About this exercise :: How many lines in these records hold the string "water"? State only that number.

★ ★ ★ ★

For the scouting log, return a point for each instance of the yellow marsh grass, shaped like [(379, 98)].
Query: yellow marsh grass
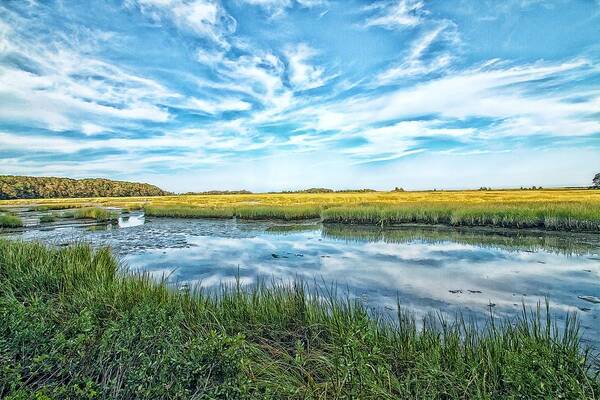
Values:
[(558, 209), (327, 200)]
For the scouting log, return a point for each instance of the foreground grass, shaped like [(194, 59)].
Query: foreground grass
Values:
[(10, 221), (72, 326), (555, 216), (559, 209), (551, 216)]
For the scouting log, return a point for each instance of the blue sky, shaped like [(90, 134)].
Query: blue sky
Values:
[(287, 94)]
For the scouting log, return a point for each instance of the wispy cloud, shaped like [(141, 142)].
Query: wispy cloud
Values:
[(151, 87), (206, 18), (395, 14), (304, 75), (415, 63)]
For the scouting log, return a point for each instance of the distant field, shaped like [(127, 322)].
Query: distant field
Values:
[(557, 209), (333, 199)]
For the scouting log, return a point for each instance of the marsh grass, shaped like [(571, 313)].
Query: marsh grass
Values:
[(555, 216), (73, 325), (248, 212), (509, 240), (47, 218), (97, 213), (10, 221), (555, 209)]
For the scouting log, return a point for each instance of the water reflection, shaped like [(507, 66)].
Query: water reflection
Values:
[(425, 269)]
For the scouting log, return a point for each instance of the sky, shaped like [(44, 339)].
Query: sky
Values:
[(266, 95)]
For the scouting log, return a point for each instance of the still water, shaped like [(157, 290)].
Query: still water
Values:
[(425, 269)]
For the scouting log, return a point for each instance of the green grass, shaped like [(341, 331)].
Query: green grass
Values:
[(97, 213), (567, 216), (47, 218), (555, 242), (73, 326), (248, 212), (556, 216), (10, 221)]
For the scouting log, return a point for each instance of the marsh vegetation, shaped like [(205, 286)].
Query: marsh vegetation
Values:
[(70, 319), (575, 210)]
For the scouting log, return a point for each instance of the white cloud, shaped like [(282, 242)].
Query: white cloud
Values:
[(417, 61), (92, 129), (303, 75), (398, 140), (219, 105), (277, 7), (395, 14), (494, 93), (206, 18)]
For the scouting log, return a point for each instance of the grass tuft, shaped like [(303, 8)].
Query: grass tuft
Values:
[(10, 221), (72, 325), (97, 213)]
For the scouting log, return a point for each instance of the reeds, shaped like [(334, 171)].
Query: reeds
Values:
[(72, 325), (10, 221), (551, 216), (97, 213), (248, 212)]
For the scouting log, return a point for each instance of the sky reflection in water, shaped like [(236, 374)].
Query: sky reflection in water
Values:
[(426, 269)]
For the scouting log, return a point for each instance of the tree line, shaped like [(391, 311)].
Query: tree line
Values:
[(29, 187)]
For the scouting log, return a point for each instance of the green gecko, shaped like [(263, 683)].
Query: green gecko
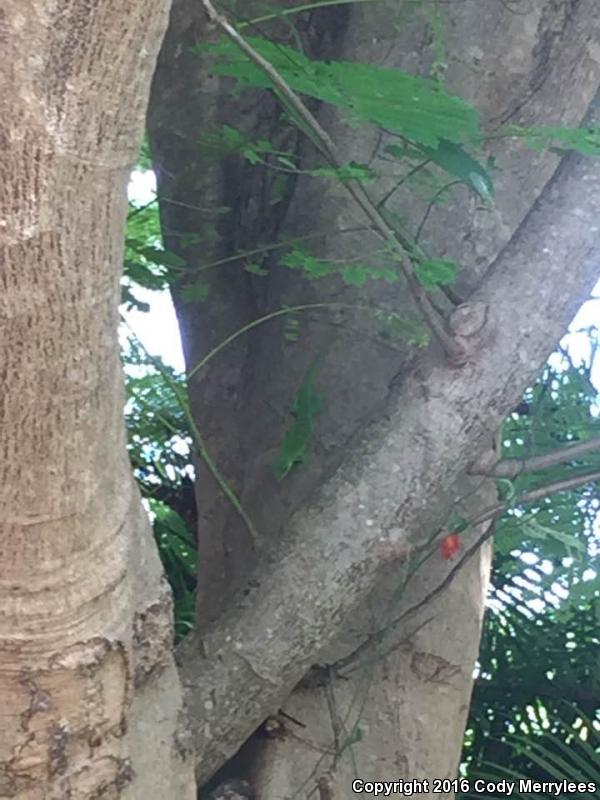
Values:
[(295, 443)]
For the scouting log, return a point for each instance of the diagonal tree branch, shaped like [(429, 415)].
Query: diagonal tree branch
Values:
[(331, 557), (403, 245), (511, 467)]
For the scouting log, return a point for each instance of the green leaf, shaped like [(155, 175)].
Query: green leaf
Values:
[(415, 107), (436, 272)]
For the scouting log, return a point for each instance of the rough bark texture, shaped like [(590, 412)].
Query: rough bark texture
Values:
[(88, 689), (399, 428)]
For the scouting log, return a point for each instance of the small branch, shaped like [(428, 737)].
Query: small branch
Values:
[(512, 467), (488, 515), (400, 243)]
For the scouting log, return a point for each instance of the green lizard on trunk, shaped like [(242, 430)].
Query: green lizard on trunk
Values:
[(297, 439)]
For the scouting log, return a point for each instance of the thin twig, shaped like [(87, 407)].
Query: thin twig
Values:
[(400, 243), (489, 514)]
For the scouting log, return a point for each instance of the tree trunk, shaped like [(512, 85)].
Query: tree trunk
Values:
[(89, 693), (532, 66)]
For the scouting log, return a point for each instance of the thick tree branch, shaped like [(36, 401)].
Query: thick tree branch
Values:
[(511, 467), (403, 245), (335, 548)]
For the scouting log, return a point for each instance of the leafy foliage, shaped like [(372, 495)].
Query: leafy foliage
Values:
[(417, 108), (538, 667)]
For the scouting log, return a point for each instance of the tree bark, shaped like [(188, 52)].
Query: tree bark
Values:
[(399, 428), (89, 693)]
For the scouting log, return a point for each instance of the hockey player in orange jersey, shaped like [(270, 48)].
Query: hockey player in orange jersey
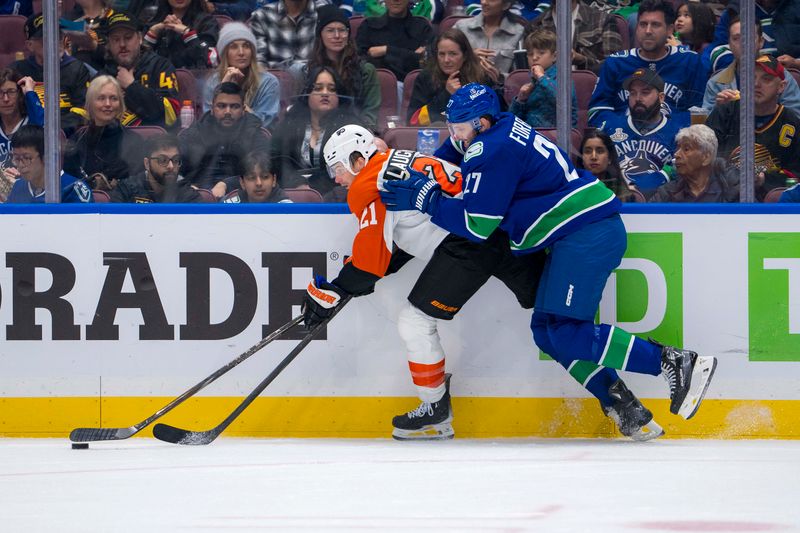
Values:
[(456, 269)]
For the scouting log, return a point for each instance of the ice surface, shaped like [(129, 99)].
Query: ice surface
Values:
[(382, 485)]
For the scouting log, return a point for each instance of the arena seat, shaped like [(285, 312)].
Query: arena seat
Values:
[(12, 37), (302, 195)]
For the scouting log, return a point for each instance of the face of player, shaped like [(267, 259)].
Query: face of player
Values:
[(258, 184), (735, 41), (124, 45), (334, 37), (228, 109), (652, 31), (449, 56), (323, 97), (397, 8), (9, 99), (683, 22), (106, 106), (595, 156), (164, 165), (29, 164), (543, 58), (644, 101), (689, 160), (239, 54), (768, 88)]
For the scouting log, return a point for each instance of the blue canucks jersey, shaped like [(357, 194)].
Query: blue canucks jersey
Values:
[(516, 179), (73, 190), (682, 72), (642, 156)]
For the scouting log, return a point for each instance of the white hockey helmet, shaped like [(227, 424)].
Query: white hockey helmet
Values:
[(345, 141)]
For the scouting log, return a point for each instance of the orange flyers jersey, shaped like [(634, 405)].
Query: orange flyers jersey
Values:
[(377, 228)]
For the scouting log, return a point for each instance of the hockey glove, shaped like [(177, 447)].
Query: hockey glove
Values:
[(320, 300), (417, 192)]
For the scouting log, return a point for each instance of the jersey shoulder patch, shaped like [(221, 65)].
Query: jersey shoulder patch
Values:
[(474, 150)]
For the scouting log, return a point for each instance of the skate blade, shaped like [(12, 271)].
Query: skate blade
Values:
[(432, 432), (649, 431), (701, 378)]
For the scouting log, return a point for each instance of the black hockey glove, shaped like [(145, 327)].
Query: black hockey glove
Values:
[(321, 299)]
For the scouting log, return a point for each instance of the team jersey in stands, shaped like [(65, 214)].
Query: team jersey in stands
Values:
[(73, 190), (642, 156), (152, 99), (518, 180), (681, 70), (378, 229)]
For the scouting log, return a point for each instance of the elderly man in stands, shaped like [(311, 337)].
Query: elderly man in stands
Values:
[(724, 85), (702, 177), (777, 146)]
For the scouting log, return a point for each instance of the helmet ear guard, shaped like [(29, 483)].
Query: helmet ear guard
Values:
[(346, 140)]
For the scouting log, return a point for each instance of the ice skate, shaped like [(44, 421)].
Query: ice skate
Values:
[(429, 421), (633, 419), (688, 376)]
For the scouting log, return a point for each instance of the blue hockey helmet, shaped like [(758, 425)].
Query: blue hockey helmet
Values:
[(471, 102)]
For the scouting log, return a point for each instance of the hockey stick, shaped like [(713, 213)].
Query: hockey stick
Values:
[(184, 436), (96, 434)]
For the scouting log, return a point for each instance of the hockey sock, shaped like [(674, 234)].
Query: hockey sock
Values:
[(425, 353), (593, 378), (605, 345)]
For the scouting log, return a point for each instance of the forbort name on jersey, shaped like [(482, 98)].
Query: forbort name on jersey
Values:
[(520, 132), (397, 163)]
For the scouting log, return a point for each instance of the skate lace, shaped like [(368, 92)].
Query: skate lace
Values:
[(425, 408)]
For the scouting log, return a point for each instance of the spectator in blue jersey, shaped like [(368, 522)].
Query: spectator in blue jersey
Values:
[(258, 184), (27, 152), (780, 22), (702, 176), (777, 146), (594, 34), (161, 181), (681, 69), (724, 85), (518, 181), (183, 32), (536, 102), (598, 155), (494, 34), (644, 139)]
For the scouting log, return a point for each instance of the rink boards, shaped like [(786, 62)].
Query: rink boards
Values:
[(108, 312)]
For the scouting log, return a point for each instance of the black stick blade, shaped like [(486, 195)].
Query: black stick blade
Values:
[(96, 434), (175, 435)]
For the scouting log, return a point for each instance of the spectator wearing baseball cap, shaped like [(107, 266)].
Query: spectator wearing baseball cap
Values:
[(74, 75), (148, 79), (644, 137), (777, 145)]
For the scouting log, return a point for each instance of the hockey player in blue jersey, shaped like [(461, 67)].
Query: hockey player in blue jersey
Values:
[(644, 139), (517, 180), (681, 69)]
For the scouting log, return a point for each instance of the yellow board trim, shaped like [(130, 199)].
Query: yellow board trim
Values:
[(370, 417)]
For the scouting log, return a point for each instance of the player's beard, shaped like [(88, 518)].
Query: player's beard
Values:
[(644, 113)]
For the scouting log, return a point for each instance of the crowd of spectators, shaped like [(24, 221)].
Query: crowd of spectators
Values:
[(275, 78)]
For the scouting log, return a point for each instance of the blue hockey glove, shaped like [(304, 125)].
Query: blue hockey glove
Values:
[(417, 192), (320, 300)]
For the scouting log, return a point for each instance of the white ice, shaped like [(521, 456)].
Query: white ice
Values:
[(382, 485)]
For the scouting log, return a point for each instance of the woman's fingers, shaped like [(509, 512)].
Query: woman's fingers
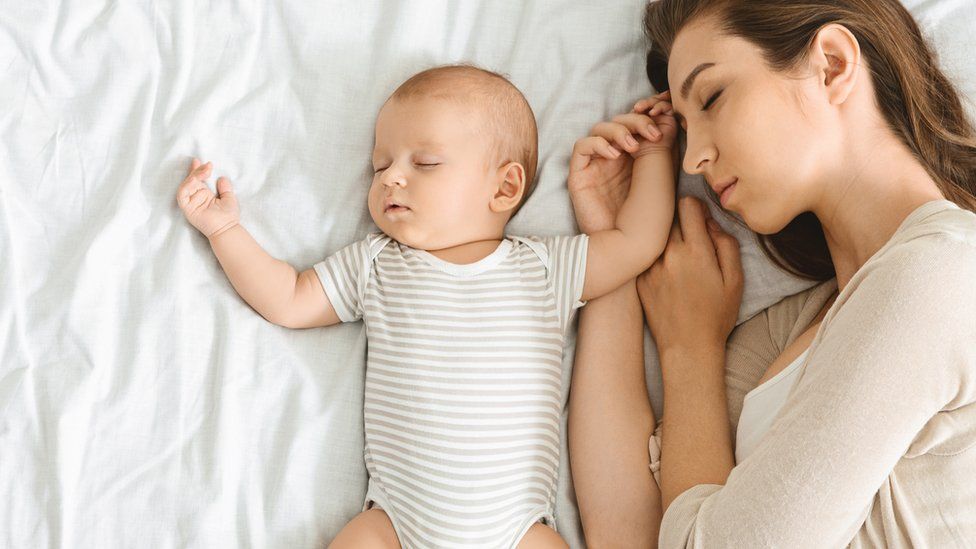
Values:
[(589, 147)]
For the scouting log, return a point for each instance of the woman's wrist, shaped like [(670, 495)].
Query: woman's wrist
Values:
[(692, 364)]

★ ★ ★ ★

Exercise response :: 6